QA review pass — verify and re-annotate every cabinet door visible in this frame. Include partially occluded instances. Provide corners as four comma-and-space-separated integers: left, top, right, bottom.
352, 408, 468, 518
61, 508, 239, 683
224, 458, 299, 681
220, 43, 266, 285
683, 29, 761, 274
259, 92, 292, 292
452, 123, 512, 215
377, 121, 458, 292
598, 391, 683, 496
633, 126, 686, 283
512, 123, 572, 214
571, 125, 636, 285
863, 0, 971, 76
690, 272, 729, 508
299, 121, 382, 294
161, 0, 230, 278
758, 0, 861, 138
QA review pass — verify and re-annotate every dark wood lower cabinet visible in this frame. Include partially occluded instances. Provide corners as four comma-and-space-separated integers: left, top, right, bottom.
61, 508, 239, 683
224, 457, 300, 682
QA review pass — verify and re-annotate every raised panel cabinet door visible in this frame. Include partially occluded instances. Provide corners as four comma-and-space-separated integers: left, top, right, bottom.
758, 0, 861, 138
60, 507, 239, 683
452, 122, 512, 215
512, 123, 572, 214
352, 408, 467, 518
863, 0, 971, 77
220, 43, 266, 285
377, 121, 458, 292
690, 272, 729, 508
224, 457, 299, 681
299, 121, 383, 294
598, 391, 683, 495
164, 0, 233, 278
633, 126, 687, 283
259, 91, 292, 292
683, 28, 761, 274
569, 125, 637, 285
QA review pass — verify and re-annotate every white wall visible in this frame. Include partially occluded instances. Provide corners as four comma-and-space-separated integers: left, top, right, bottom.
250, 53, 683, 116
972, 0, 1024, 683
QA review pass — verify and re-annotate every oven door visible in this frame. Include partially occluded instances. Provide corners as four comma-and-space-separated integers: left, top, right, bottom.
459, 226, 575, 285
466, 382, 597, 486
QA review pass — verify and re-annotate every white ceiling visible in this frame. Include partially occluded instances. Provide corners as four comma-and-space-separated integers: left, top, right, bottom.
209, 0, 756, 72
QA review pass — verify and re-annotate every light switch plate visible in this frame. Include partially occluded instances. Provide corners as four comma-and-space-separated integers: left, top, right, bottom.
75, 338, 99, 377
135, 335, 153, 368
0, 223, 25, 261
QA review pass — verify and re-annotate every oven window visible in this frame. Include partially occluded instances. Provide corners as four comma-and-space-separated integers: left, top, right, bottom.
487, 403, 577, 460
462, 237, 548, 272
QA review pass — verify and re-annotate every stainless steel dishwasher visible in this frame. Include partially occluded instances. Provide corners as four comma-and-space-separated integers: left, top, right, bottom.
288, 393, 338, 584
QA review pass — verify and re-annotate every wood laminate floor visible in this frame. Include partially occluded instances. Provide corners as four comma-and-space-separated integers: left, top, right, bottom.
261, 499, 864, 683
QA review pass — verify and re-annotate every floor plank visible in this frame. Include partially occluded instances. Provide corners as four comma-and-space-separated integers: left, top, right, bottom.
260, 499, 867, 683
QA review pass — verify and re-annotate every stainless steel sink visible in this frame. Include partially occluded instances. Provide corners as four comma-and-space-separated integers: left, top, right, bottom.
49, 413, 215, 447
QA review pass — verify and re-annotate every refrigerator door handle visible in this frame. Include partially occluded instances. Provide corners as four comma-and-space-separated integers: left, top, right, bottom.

--- --- ---

_Written task_: Copy every one of the records above, word for word.

_Expected answer_:
QA review pass — verify and re-annotate every cabinet door visible in this frame. Include partially occluded instances. Provide corners as four comma-and-space-separated integers: left, top, right, bottom.
352, 408, 468, 518
61, 508, 239, 683
224, 458, 299, 681
220, 43, 266, 285
683, 29, 761, 274
259, 92, 292, 292
452, 123, 512, 215
377, 121, 458, 292
598, 391, 683, 496
633, 126, 686, 283
512, 123, 572, 214
571, 125, 636, 285
863, 0, 971, 76
690, 272, 729, 508
299, 121, 382, 294
161, 0, 230, 278
758, 0, 861, 138
QA review pass — verify and re-annotate every dark wood lower cabinet visible in this frame. Include partially occluded instances. Provide corners as four comma-and-space-separated integers: left, top, right, bottom.
61, 508, 239, 683
224, 457, 300, 682
QA review pass — verify and re-annotate every raised panel cabinet door visible in this frame. Include partially occluded instances. Provide corners as four comma-and-space-separated integers: left, top, right, bottom.
758, 0, 861, 138
60, 507, 239, 683
452, 122, 512, 215
512, 123, 572, 214
352, 408, 467, 518
863, 0, 971, 77
220, 43, 266, 285
377, 121, 458, 292
690, 272, 729, 508
224, 457, 299, 681
299, 121, 383, 294
598, 391, 683, 495
164, 0, 233, 278
633, 126, 687, 283
259, 91, 292, 292
683, 28, 761, 274
569, 125, 637, 285
QA review pass — verify and re-annotate every white wall visible in this frame. Include partially occluded instances. Provide corners as four comma-and-space-separated integers: left, top, right, bottom.
250, 53, 683, 116
972, 0, 1024, 683
QA review pass — verify and re-annotate every oven door visible in this frame. Include partially occluded instances. Provide corners as four comma-and-space-separated integers: left, top, right, bottom.
459, 226, 575, 285
466, 382, 597, 486
QA review pass — verify and re-annotate every white ceiling visible in this frame. Include partially occluded instances. Provide corners as four comma-and-space-separated integers: left, top, right, bottom.
209, 0, 756, 72
QA review pass — verify and re-annotate every light switch plate visible in this frame. Include partially occluded instances. Provide corners as four comma-and-space-separated integers: left, top, right, bottom.
75, 338, 99, 377
135, 335, 153, 368
0, 223, 25, 261
QA review pass — verify and re-annotate every oven window visible in this frame. Include partially occluded instances. Provide corners as four comma-and-space-separated integers: left, top, right, bottom.
487, 403, 577, 460
462, 237, 548, 272
QA review pass — verify and re-annotate every stainless steel dishwasher visible in this frame. Include partially occluded instances. Provide corners as four comma-and-space-separated integers: left, top, right, bottom.
288, 393, 338, 584
QA review pass — verify and re-annotate every wood laminate floor visible in this frame. Include partially occluded instances. Provide corners as four comma-and-space-separated integers: left, top, right, bottom.
261, 499, 864, 683
QA review pass — verify and re-annotate every floor plank visible in this frame. Include partially occluded instances. Provide corners as four comma-and-space-separated integers: left, top, right, bottom.
260, 499, 867, 683
QA review pass — verify and re-annotate every stainless steel sink visible in this frame. Include partially occluded instances. Provide corners as four comma-and-space-separated integers: left, top, right, bottom.
49, 413, 215, 447
QA review pass — verify and re-annotate every refrigerator door handle visible in this frame. Include partially occluded instances. Provide corners as four comma-and-space-separated integers: left, top, right, bottom.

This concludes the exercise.